▸ **DOCUMENT EXTRACT**:
7. Fourier analysis on real data

In the previous chapter we learned about Fourier Analysis and showed how to take the Fourier transform of some known functions.

Here we will show how to apply the Fourier transform to “data”, for example to data coming from experiments. We will start with some artificial data, and then look at the output from an experiment.

7.1. What’s hidden in noisy data?

Fourier analysis suggests that we could think of the spectrum (how strong each frequency is in a signal) as a sort of “character” of the signal: a deep description which might not be obvious on the surface, but it is there.

Here we will do some experiments to demonstrate this idea, and then we will use this idea to devise a marvel of data analysis: signal filtering.

7.1.1. Contrived signals with 2 or 3 periods

Start with this plot:

plotting in desmos

sin(x) + 0.3 sin(365 x)

plotting in gnuplot

$ gnuplot
# at the gnuplot> prompt type:
set samples 1000
plot sin(x) + 0.3*sin(365*x)

and zoom in a lot. What initially looked like noise is now revealed to be a high frequency sin wave added to the original.

Now plot a simple superposition of three sin waves with period \(T = 5\):

\[s(t) = \sin(\frac{2 \pi}{T} t)\]

sin(2 \pi / 5 x) - 0.4 sin(2 \pi 2 / 5 x) - 0.3 sin(2 \pi 3 / 5 x)

Spend some time looking at this plot and try to see if you can spot the 3 periods embedded in there.

7.1.2. Filtering those contrived signals with 2 or 3 periods

Then we will download the program code/filter_toy.py and look at how it works. Then we will run it with:

python3 filter_toy.py

to see an output like that in Figure 7.1.1.

../_images/filter_toy.png — Figure 7.1.1 An example of filtering for a very simple signal: the sum of 3 sin waves. The first filter zeros out all the *high frequency* fourier coefficients (low pass filter). The second one zeroes out all the *low frequency* fourier coefficients (high pass filter).

7.1.3. An artificial noisy signal

Now we will download the program code/filter_random.py and look at how it works. Once the program is downloaded we change the noise strength

Then we will run it with:

python3 filter_random.py

to see an output like that in Figure 7.1.2.

../_images/filter_random.png — Figure 7.1.2 An example of filtering for a noisy signal: a sin() wave with random noise added to it. The first filter zeros out all the *high frequency* fourier coefficients (low pass filter). The second one zeroes out all the *low frequency* fourier coefficients (high pass filter).

The instructor can now experiment changing the 0.4*np.random.randn(...) to be 3.4* – this will dwarf the signal with noise, but we will still find an approximate sin wave.

Another interest change is to apply the lowpass filter to the highpass filter result (instead of to the original signal). This will give a bandpass filter: a narrow band around the fundamental frequency.

All these experiments can be done live in class.

7.1.4. Experimental double-period noisy data

Let us explore the data from a weather station. We will pick the Las Cruces weather station from the climate research network coordinated by NOAA (National Oceanic and Atmospheric Administration).

▸ **WHAT YOU NEED TO DO**:
(1) Condense the paragraph of the Fourier analysis chapter that begins "Fourier analysis suggests" into one shorter sentence that keeps its main facts.
(2) In the Fourier analysis chapter, which weather station is picked for exploring experimental data?
(3) Write out the section of the Fourier analysis chapter that begins at the words "The instructor can" and stops after "live in class.".

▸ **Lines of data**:
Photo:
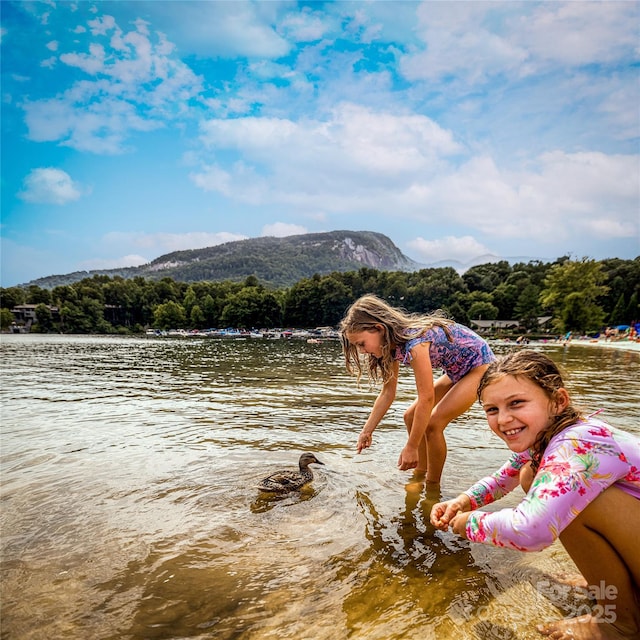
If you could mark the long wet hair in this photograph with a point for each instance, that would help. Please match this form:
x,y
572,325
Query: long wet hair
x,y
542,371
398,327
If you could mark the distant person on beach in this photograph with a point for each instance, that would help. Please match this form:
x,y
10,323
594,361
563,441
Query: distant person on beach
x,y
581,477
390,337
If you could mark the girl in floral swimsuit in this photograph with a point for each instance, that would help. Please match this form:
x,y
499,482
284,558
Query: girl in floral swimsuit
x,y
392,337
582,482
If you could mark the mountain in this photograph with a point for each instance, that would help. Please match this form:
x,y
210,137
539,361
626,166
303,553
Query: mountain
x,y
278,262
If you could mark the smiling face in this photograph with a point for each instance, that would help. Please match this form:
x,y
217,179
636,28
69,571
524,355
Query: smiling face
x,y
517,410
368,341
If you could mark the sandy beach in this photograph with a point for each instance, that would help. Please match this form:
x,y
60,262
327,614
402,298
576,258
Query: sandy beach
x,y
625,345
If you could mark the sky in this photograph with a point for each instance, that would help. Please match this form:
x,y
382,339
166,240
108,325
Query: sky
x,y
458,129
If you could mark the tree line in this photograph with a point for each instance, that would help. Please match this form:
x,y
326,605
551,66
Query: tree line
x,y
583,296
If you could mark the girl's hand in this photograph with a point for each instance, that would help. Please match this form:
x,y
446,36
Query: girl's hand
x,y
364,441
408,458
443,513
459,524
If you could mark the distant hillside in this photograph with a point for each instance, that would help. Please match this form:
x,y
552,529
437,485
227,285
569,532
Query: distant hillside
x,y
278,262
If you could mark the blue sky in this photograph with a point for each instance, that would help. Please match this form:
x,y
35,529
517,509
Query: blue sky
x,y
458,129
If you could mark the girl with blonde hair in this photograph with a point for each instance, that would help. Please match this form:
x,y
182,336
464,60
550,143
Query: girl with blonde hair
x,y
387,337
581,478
---
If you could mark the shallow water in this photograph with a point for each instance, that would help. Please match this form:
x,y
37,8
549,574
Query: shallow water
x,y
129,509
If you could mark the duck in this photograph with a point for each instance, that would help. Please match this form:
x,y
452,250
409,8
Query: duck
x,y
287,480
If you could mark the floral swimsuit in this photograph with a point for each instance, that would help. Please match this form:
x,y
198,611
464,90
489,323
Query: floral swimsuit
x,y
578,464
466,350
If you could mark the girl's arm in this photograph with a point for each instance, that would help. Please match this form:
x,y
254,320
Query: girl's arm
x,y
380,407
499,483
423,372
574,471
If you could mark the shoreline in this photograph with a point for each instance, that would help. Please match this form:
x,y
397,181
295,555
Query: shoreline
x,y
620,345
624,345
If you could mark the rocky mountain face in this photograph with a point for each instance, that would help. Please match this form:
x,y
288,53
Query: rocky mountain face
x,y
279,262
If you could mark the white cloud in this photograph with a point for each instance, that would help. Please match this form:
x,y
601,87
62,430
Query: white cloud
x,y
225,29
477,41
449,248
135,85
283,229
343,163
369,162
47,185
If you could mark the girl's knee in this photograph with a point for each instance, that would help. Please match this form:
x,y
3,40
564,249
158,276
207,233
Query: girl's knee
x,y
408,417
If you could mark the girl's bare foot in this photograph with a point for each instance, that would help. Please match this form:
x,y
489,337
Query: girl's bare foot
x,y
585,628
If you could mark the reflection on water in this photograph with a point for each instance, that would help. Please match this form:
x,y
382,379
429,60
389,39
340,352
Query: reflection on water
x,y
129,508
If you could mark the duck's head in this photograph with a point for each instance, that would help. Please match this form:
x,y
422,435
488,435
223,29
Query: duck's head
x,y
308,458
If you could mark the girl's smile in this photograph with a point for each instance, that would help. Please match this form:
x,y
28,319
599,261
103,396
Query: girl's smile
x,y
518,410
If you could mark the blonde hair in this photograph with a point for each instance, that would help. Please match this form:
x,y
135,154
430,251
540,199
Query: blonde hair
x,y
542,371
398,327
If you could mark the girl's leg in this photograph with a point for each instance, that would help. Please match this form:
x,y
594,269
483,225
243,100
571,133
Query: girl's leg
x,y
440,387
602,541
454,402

▸ **LIST OF SOLUTIONS**:
(1) The spectrum, meaning how strong each frequency is in a signal, can be seen as the signal's "character": a deep description that may not be obvious on the surface but is still present.

(2) The Las Cruces weather station, part of the climate research network coordinated by NOAA.

(3)
The instructor can now experiment changing the 0.4*np.random.randn(...) to be 3.4* – this will dwarf the signal with noise, but we will still find an approximate sin wave.

Another interest change is to apply the lowpass filter to the highpass filter result (instead of to the original signal). This will give a bandpass filter: a narrow band around the fundamental frequency.

All these experiments can be done live in class.